Photo-based referring expression data:

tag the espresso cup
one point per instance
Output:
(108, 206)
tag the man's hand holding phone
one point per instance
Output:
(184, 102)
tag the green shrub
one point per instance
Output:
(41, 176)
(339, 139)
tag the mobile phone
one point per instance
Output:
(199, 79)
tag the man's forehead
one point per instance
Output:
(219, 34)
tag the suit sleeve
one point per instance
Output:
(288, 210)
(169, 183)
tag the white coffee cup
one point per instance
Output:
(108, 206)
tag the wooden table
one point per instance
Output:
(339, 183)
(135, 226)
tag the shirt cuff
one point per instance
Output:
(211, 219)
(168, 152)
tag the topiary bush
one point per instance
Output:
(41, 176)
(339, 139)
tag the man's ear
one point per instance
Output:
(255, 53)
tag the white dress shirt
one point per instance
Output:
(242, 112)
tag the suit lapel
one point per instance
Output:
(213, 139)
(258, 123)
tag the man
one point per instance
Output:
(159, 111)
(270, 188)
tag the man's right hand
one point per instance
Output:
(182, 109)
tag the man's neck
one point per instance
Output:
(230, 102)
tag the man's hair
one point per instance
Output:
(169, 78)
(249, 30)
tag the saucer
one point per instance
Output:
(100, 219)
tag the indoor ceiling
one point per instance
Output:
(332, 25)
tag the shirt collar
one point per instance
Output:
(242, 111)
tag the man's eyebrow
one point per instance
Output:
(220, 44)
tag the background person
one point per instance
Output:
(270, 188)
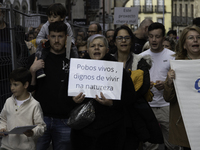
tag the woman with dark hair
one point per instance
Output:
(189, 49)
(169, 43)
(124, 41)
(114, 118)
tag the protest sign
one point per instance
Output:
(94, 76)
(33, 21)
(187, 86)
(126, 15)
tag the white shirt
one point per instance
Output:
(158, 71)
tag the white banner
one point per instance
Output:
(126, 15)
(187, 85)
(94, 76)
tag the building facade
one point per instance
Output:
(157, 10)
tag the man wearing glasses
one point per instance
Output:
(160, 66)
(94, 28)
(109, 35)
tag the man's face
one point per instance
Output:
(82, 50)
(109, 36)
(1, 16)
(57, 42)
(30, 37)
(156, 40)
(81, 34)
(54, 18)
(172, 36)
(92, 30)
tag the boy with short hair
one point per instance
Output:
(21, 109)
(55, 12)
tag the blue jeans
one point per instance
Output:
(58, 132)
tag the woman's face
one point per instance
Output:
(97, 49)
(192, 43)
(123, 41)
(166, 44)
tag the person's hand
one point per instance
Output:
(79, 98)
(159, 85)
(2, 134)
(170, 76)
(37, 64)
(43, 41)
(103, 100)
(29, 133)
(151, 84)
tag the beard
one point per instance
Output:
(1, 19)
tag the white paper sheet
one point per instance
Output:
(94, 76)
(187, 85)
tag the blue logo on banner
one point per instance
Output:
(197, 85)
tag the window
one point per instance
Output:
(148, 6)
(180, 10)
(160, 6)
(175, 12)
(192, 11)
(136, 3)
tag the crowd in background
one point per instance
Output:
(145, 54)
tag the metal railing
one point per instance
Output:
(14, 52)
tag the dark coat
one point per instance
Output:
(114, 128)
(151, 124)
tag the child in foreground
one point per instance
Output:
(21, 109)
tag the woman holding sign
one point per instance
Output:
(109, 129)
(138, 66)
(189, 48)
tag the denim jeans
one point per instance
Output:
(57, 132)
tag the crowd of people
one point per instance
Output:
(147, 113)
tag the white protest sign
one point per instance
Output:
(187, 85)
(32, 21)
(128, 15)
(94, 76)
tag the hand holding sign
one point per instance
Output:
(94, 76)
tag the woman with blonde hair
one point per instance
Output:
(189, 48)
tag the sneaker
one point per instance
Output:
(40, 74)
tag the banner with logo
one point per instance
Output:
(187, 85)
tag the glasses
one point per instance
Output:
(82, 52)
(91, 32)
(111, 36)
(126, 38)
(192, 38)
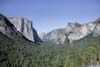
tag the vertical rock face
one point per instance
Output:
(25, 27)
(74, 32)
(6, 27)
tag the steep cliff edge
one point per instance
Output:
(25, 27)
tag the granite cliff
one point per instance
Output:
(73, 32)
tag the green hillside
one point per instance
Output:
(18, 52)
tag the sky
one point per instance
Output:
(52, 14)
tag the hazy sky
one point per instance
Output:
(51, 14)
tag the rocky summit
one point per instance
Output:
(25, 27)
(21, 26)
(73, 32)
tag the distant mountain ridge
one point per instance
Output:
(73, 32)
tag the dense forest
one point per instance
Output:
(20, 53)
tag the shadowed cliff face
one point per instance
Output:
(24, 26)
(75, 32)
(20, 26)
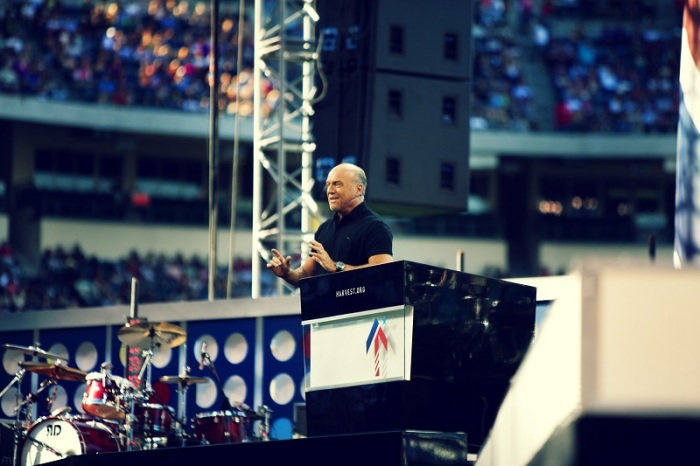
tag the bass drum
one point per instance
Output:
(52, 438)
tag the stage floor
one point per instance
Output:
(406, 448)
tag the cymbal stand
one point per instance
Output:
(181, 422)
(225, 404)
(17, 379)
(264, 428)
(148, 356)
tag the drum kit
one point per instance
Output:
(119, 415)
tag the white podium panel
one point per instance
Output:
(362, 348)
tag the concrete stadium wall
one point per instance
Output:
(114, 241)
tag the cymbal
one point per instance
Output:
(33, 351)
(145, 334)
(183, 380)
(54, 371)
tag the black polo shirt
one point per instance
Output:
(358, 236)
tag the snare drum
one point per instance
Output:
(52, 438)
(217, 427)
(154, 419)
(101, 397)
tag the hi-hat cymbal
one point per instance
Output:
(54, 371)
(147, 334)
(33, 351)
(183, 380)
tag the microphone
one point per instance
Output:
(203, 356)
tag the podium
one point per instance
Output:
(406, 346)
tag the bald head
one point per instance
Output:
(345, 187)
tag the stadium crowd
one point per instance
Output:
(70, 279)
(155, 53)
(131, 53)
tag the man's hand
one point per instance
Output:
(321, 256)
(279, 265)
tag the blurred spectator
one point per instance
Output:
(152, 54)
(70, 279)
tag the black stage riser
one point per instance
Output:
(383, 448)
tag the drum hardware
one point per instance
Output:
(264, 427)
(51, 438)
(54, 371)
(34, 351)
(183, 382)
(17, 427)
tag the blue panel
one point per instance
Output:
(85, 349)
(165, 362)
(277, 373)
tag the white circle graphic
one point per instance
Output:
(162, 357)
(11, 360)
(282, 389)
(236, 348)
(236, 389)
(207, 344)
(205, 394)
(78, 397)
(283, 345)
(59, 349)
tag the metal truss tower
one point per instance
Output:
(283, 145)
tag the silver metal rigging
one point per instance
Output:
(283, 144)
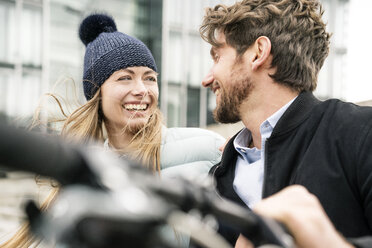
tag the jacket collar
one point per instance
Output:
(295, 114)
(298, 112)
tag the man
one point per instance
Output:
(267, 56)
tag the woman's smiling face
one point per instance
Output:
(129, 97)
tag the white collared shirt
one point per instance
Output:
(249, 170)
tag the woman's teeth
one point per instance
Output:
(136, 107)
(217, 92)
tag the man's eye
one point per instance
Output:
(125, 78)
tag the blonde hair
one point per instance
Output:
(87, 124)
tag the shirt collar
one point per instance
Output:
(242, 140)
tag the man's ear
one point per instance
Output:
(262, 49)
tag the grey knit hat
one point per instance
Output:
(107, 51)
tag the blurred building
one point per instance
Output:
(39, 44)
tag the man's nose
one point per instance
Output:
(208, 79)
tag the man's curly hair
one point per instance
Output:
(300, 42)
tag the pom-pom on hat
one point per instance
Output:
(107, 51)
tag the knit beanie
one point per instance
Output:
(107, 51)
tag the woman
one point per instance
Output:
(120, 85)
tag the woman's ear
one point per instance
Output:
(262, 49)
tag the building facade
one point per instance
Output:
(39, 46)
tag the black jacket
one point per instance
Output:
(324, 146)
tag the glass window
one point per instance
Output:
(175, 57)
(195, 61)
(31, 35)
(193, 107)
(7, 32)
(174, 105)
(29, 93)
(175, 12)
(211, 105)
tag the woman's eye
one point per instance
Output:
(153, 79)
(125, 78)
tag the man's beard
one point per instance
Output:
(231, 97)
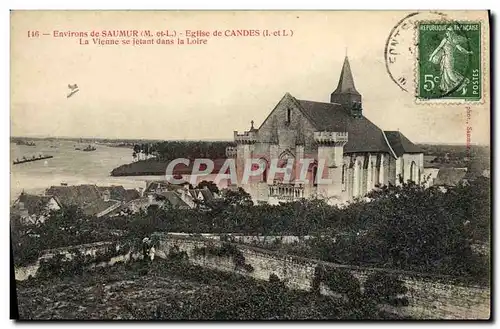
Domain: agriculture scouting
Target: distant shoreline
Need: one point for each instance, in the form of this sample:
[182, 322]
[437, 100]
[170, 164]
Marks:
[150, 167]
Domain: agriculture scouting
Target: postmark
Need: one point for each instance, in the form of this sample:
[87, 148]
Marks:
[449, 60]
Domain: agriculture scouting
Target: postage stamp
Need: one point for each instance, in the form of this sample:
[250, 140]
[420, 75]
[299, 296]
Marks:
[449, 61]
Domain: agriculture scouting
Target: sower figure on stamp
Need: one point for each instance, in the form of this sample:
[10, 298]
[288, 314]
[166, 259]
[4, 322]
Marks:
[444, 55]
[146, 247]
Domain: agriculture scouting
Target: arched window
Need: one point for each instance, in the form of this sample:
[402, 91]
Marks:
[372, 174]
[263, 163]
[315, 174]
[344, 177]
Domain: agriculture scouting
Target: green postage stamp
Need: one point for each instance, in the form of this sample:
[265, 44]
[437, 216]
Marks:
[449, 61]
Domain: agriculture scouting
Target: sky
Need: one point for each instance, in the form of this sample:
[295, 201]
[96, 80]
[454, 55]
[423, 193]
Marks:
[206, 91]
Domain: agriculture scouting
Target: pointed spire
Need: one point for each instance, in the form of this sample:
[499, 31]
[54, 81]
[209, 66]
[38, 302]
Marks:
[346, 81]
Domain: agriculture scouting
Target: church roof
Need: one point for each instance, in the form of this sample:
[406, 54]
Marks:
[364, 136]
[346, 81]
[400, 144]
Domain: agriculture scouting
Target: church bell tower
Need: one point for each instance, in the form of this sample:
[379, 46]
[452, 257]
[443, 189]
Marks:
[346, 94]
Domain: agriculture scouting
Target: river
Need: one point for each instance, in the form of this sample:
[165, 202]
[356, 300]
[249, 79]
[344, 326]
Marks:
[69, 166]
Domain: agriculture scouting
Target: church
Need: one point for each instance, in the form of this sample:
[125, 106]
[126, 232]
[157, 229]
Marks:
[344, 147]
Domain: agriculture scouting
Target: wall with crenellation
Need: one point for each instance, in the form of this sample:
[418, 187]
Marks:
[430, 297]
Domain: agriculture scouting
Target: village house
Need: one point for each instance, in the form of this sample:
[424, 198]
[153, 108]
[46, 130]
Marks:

**INSTRUCTIONS TO FOLLOW**
Using the data above, count every line that contains the word "hair", then give the count and nothing more.

**REPLY**
6